EXERCISE DIRECTIONS:
Repeat only what appears from the line containing "Target: yellow tree" through the last line of the listing below, exactly as written.

SUPPLIED DATA:
--------------------------------

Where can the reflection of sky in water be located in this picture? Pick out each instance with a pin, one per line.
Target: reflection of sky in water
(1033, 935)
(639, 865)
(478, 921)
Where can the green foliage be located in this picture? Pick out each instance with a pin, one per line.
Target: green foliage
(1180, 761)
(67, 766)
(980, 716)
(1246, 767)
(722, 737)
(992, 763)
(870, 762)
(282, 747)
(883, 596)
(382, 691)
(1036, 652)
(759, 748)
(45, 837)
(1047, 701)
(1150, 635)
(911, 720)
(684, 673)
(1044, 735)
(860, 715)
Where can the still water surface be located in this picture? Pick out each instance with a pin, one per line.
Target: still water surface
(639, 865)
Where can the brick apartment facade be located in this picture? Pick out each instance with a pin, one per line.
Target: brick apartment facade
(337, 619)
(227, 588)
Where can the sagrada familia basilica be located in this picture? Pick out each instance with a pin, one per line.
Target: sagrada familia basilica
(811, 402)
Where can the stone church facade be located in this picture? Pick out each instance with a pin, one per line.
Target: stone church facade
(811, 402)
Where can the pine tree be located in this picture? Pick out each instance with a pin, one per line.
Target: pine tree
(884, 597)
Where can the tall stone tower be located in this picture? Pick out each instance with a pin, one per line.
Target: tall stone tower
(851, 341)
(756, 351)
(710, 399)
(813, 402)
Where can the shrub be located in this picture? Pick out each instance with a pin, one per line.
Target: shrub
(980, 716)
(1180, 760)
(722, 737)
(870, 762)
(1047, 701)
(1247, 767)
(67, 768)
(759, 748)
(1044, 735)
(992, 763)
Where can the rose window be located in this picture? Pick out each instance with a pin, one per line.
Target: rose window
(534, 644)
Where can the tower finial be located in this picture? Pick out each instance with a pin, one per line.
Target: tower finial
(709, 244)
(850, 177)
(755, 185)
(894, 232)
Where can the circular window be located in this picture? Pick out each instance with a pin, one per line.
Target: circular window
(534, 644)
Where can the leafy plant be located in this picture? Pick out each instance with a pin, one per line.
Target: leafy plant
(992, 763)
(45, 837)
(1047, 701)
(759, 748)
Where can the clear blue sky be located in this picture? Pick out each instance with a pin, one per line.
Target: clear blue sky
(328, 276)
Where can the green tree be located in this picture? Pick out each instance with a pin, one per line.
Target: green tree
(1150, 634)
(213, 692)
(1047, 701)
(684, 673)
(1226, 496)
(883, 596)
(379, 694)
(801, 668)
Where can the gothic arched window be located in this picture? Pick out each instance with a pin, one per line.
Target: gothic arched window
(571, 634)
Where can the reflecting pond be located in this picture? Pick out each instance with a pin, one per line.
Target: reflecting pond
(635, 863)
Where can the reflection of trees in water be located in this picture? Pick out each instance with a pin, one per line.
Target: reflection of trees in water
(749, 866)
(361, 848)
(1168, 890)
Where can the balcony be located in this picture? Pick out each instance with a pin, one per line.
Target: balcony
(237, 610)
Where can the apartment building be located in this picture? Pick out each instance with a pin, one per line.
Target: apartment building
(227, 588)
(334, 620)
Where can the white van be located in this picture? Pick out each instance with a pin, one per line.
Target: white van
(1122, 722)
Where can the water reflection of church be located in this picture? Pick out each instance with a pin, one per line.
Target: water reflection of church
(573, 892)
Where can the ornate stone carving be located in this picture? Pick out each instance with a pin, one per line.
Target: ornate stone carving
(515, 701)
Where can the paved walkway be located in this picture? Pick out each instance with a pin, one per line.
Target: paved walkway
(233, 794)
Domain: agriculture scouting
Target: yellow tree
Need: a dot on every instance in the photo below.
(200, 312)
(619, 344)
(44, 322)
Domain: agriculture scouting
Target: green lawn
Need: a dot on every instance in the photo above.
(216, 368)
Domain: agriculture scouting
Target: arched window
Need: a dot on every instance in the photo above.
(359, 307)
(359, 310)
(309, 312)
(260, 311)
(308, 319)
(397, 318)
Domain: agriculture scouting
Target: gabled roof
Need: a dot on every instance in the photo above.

--------------------------------

WRITTEN ANSWER:
Target: yellow tree
Need: a dot on every instance in the photo below.
(200, 312)
(619, 344)
(44, 322)
Domain: agriculture scouting
Target: green lawn
Need: a dot on every instance in the photo above.
(216, 368)
Domain: agriculture scouting
Target: arched window
Need: a dot on every instance in the photo above.
(359, 307)
(359, 310)
(309, 312)
(260, 311)
(308, 319)
(397, 318)
Domain: agriculture scouting
Target: gabled roof
Need: a dot on every instance in the photo above.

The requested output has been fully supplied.